### Records to process
• • •
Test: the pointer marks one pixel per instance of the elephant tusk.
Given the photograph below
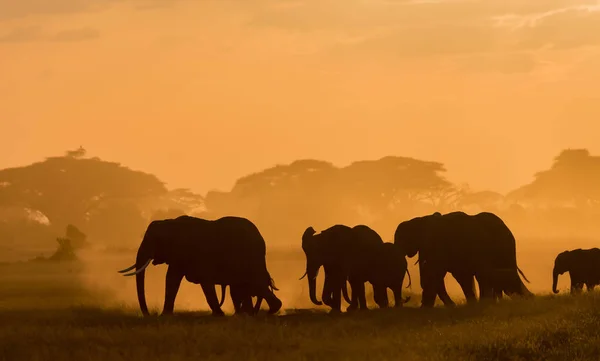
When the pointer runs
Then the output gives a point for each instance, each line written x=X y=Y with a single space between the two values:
x=127 y=269
x=140 y=270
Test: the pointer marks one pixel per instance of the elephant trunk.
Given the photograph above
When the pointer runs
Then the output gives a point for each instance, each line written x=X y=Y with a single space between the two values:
x=555 y=281
x=312 y=272
x=139 y=280
x=345 y=292
x=312 y=291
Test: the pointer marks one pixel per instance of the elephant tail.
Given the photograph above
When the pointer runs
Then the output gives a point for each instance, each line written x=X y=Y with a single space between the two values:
x=272 y=284
x=345 y=292
x=223 y=288
x=522 y=275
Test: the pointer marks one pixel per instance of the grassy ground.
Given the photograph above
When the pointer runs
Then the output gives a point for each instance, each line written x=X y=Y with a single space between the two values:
x=49 y=312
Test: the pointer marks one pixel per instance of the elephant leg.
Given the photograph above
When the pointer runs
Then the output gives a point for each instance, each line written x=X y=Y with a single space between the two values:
x=442 y=293
x=467 y=284
x=398 y=301
x=211 y=298
x=336 y=300
x=263 y=292
x=327 y=287
x=242 y=302
x=172 y=283
x=354 y=299
x=380 y=296
x=359 y=299
x=431 y=282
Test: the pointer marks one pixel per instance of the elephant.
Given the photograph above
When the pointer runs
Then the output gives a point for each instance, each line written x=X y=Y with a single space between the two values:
x=347 y=255
x=470 y=247
x=388 y=272
x=226 y=251
x=583 y=266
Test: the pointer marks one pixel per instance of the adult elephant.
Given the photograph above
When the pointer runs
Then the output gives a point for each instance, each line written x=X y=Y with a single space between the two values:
x=227 y=251
x=388 y=271
x=583 y=266
x=478 y=246
x=346 y=254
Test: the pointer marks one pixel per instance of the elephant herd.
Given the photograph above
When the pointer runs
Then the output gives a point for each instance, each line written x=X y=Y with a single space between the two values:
x=231 y=251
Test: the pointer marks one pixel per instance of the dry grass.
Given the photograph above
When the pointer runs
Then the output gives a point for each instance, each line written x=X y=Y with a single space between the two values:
x=50 y=312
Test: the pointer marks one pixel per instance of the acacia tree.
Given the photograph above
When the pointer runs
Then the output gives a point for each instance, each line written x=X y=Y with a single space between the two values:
x=283 y=200
x=572 y=180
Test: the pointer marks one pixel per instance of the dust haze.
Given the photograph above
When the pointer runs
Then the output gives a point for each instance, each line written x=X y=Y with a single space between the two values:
x=294 y=114
x=106 y=207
• • •
### Action item
Isolate each line of the listing above that includes "pixel". Copy it.

### Answer to the problem
Test: the pointer marks one pixel per instance of the elephant tusk.
Test: the pointer marks one pixel per instance of the elephant trunk.
Test: the pointer marks one pixel per instance of the elephant tail.
Test: the pointer marks one pixel per instance of the grassy ground.
Test: the pointer marks one pixel per instance of the elephant leg.
Test: the pointer marks one pixel per instance of the elephant.
Test: the pointer marks one pixel per instance of the adult elephant.
Test: the pointer marks one pixel per instance of the elephant herd.
Test: the pointer marks one pixel per instance of the dry grass.
Test: the pointer marks one pixel per instance of the acacia tree.
Test: the pointer marks one pixel per instance of the dust haze.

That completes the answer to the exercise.